▶ [TASK GOAL] Copy out all of the data exactly as it appears.

▶ [INPUT RECORDS]
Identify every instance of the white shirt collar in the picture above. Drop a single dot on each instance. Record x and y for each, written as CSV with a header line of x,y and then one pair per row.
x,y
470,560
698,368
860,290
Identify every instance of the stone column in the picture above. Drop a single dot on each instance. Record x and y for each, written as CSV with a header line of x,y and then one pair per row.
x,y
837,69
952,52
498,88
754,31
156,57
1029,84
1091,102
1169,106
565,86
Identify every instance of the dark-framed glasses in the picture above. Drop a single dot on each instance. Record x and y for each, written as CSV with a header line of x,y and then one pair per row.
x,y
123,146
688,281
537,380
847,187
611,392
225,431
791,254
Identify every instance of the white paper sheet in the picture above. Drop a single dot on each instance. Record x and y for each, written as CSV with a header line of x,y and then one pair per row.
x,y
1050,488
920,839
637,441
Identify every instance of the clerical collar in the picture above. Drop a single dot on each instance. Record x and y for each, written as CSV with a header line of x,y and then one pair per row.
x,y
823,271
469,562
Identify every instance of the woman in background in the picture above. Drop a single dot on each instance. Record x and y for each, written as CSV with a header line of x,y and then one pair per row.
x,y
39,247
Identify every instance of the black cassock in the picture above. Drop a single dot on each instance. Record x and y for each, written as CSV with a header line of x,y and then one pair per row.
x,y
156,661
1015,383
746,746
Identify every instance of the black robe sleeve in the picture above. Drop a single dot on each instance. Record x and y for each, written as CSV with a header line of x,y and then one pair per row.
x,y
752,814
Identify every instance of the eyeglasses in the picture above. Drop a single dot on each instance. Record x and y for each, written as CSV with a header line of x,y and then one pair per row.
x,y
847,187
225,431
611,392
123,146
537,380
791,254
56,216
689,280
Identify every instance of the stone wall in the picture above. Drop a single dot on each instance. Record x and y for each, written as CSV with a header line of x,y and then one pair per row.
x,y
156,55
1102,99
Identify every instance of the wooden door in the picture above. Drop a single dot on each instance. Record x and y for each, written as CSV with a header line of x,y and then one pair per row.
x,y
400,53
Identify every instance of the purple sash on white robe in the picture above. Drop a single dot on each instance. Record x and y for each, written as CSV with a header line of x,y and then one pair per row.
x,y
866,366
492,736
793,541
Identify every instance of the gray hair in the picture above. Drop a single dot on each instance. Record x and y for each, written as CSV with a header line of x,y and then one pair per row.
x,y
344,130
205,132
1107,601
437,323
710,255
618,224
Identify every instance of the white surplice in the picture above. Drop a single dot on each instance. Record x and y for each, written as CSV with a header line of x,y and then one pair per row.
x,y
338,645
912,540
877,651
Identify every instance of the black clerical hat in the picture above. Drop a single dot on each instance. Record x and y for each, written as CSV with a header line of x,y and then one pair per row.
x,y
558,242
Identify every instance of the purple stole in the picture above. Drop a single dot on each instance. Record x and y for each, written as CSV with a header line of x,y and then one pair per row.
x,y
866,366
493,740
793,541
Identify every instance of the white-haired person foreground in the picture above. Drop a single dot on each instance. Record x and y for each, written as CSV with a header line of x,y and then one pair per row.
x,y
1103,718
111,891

▶ [FINISHED TASK]
Identify every instance of the white shirt collar in the picture above. Drop a single dot on each instance. Record x and y for each, written as CSV with a header line of x,y and then one pair per row.
x,y
470,560
698,368
860,290
Identify every instance of the stone column in the picture above. Drop a single dot on each instance. Record x and y for each, written as CSV with a header line of x,y and then one pair per row.
x,y
837,69
952,52
498,88
754,31
156,57
1029,84
1091,102
1169,106
565,86
Identify every instance of the dark-framed glasses in the picture above. Drop a single dot on each instance. Record x and y for each, written as CSV with a header line of x,y and then one pair per row.
x,y
123,146
688,281
537,380
847,187
611,392
225,431
791,254
Identify every instance of the white paper sheet in the picture above. Drop a single dot on each instance. Record x and y for each, written as CSV with a header line of x,y and then one pair per row.
x,y
1050,488
920,839
637,441
Identify every instance of the clerical collar in the picture above. Drop a single dot on each instance. Record x and y for each, written as CSV with a header line of x,y and then one pair per row.
x,y
823,271
469,562
Identify every instance of the woman in background in the picture above. Drop a single dot on each instance. Record x and y for each, written as CSV with a header line of x,y and then one pair per row.
x,y
39,247
Identify every instance of the black cassock in the picture above. Drop a single dot on each instance. Record x and y for each, written as CSV with a header line of x,y and then one pair per row.
x,y
156,661
1015,383
746,746
Identify every instance of the black robe sleeve in the picture above. Drop a single dot on each instance. Record x and y for each, written as CSV with a header line of x,y and then one pair per row.
x,y
752,814
Identify every instance of the eyeglasses in the picture above. Drop a single dot on each instance. Record x and y for each, written as CSV with a header line of x,y and then one pair per row.
x,y
847,187
225,431
611,392
123,146
537,380
791,254
56,216
689,280
Identify every instance of the stone wall in the picture above. Drop a single dot on each instance. Record x and y for each, written as CSV with a header line of x,y and then one pair per row.
x,y
156,55
1102,99
Identify every instance of the wooden door in the picture above. Drop a single dot on each instance. Record x and y for each, written as CSV with a header line of x,y and then one pair per row.
x,y
400,53
Identify every instance of the purple sash on white robe in the picture above. Drop a single dot on each instance. Record x and y for each, written as CSV with a header line of x,y and then one pair per row.
x,y
866,366
492,736
793,541
Identify every instance of the gray hair in the picture above. Drop a single dot on each instance. Record x and y for each, written as CSV with a header line of x,y and then one pair per row.
x,y
344,130
205,132
1107,601
437,323
710,255
618,224
Identify every instance of the white surplice in the picture above. Drop a single dot on each instance. Record x and y for each, written as CSV with a header line of x,y and then one pair per row.
x,y
338,645
912,540
877,651
Identify every instance of the black clerical hat in the picture above. Drop a single dot on each instance. Record x and y for each, written as CSV with a header line of x,y and then one pair per row.
x,y
558,242
Identify every instance of the purple stole in the picture above. Drop a single dot on each instance. Record x and y for each, written as CSV with a header line of x,y and then one pair per row.
x,y
866,366
493,740
793,541
Identify every instance of the white-haired person foreground in the picture above. Drop a single dot on each instance. Record x and y for each, written as CSV with a header line of x,y and then one pair per row.
x,y
1103,718
111,891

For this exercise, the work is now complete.